• OBJECTIF: Recopiez intégralement l'entretien ci-dessous sur la finale du FC Biel-Bienne, sans en modifier un seul mot.

• TEXTE À LIRE:
________________________________________
Samir Chaibeddra, comment avez-vous vécu avec vos joueurs les derniers jours qui ont précédé cette finale, la première du FC Biel-Bienne depuis 1961 ?

Nous avons pu ressentir beaucoup d’effervescence autour de ce match. Les habitants de cette ville de 57 000 habitants sont très concernés, beaucoup parlent de ce match. Les maillots, les écharpes, les casquettes se vendent tellement bien que le club est en rupture de stock et a passé une commande pour recevoir de nouveaux articles. 

Il y a des supporters qui cherchaient encore des places, car le contingent de 12 500 billets nous revenant est vite parti. Et après la finale, il y aura un rassemblement sur la place principale, que l’on gagne ou que l’on perde. Quant à nous, il y a eu pas mal de sollicitations médiatiques. Mais on essaie de ne pas trop changer nos habitudes.

Vous n’aviez pas prévu de mise au vert ?

Non. Les entraînements étaient ouverts jusqu’à jeudi, et ensuite, nous avons tout fermé. La veille de la finale, nous pourrons même nous entraîner sur la pelouse de Berne. Et comme la capitale n’est distante que d’une vingtaine de kilomètres, nous y retournerons dimanche en fin de matinée, en bus et sous escorte.

” Si on perd, personne ne nous en voudra”

Pour en arriver là, Biel-Bienne a réalisé un parcours épatant, en éliminant notamment Neuchâtel Xamax (2-1, L2), mais surtout Lugano (2-0) et les Young Boys Berne (1-0)…

Oui. Notre victoire contre Xamax (2-1) était déjà une très belle performance. Mais on ne pensait pas aller aussi loin. Nous avons ensuite éliminé deux formations de niveau amateur – FC Besa (6-1) et Langethal (6-0) – ce qui nous permis d’arriver en quarts de finale contre Lugano, qui a joué la Ligue Europa cette saison. Notre plus bel exploit, c’est d’avoir battu les Young Boys, le champion en titre. Ce fût un grand moment, devant nos supporters. Une équipe de D3 en finale, c’est rare, en Suisse ou ailleurs.
________________________________________
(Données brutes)

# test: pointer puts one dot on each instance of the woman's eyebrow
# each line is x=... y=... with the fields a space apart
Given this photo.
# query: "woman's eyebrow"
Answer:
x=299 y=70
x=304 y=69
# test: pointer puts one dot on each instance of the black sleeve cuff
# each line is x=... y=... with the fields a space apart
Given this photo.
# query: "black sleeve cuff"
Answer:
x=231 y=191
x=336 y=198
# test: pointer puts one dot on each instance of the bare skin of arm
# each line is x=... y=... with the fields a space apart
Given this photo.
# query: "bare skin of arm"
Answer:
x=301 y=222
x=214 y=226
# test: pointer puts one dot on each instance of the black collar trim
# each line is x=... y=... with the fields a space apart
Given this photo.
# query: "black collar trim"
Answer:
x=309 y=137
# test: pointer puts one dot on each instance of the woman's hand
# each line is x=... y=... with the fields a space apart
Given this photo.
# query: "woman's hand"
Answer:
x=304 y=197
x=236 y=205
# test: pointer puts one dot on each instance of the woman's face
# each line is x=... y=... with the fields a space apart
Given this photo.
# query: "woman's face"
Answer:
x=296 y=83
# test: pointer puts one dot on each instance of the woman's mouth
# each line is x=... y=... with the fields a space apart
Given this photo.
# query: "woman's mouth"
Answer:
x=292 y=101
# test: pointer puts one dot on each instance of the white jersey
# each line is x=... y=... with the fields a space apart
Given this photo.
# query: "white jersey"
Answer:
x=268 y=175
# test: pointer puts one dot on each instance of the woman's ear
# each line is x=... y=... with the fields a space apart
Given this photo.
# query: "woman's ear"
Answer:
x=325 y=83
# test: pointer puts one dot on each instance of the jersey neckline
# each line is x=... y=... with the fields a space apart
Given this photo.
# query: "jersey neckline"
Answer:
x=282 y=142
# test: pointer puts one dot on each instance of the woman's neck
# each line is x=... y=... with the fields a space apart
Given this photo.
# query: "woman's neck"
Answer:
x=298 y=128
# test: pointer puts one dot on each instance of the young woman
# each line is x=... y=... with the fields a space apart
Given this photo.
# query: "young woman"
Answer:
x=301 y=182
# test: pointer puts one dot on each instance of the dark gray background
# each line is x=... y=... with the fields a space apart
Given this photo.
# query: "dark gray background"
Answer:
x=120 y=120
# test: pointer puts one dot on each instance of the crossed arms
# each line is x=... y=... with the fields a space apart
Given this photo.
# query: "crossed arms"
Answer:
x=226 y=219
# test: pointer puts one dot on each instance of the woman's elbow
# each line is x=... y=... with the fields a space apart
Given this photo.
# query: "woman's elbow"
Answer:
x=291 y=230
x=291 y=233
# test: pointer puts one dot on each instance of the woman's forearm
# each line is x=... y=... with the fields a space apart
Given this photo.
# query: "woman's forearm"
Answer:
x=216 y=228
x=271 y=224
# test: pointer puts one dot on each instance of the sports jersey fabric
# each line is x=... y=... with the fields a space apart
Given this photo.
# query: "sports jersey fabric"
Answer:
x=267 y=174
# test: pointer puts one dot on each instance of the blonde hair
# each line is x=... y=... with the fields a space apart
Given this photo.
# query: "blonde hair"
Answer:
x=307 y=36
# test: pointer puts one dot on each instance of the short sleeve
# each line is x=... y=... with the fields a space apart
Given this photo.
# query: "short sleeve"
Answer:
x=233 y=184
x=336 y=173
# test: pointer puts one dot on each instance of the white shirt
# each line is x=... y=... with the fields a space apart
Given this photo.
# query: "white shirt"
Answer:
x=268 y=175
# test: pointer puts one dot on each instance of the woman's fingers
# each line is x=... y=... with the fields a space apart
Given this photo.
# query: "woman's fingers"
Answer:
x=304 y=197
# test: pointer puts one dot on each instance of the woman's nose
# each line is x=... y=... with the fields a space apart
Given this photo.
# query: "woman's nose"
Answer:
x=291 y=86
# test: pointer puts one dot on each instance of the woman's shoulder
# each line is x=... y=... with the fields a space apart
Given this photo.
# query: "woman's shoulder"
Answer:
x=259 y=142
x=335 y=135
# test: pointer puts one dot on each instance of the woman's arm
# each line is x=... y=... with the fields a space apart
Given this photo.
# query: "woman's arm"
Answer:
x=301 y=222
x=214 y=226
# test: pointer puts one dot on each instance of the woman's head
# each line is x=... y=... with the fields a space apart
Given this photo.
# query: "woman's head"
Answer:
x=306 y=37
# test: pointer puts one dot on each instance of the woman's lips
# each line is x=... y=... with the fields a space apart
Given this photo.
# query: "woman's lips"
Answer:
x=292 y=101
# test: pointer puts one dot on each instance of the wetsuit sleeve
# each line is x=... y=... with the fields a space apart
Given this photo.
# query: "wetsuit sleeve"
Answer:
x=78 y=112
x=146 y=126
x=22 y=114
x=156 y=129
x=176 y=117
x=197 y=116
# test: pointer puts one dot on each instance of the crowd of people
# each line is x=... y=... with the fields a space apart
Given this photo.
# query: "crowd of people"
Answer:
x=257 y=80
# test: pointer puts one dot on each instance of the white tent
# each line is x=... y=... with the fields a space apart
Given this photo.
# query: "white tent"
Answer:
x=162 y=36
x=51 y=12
________________________________________
• RÉPONSE ATTENDUE:
Samir Chaibeddra, comment avez-vous vécu avec vos joueurs les derniers jours qui ont précédé cette finale, la première du FC Biel-Bienne depuis 1961 ?

Nous avons pu ressentir beaucoup d’effervescence autour de ce match. Les habitants de cette ville de 57 000 habitants sont très concernés, beaucoup parlent de ce match. Les maillots, les écharpes, les casquettes se vendent tellement bien que le club est en rupture de stock et a passé une commande pour recevoir de nouveaux articles. 

Il y a des supporters qui cherchaient encore des places, car le contingent de 12 500 billets nous revenant est vite parti. Et après la finale, il y aura un rassemblement sur la place principale, que l’on gagne ou que l’on perde. Quant à nous, il y a eu pas mal de sollicitations médiatiques. Mais on essaie de ne pas trop changer nos habitudes.

Vous n’aviez pas prévu de mise au vert ?

Non. Les entraînements étaient ouverts jusqu’à jeudi, et ensuite, nous avons tout fermé. La veille de la finale, nous pourrons même nous entraîner sur la pelouse de Berne. Et comme la capitale n’est distante que d’une vingtaine de kilomètres, nous y retournerons dimanche en fin de matinée, en bus et sous escorte.

” Si on perd, personne ne nous en voudra”

Pour en arriver là, Biel-Bienne a réalisé un parcours épatant, en éliminant notamment Neuchâtel Xamax (2-1, L2), mais surtout Lugano (2-0) et les Young Boys Berne (1-0)…

Oui. Notre victoire contre Xamax (2-1) était déjà une très belle performance. Mais on ne pensait pas aller aussi loin. Nous avons ensuite éliminé deux formations de niveau amateur – FC Besa (6-1) et Langethal (6-0) – ce qui nous permis d’arriver en quarts de finale contre Lugano, qui a joué la Ligue Europa cette saison. Notre plus bel exploit, c’est d’avoir battu les Young Boys, le champion en titre. Ce fût un grand moment, devant nos supporters. Une équipe de D3 en finale, c’est rare, en Suisse ou ailleurs.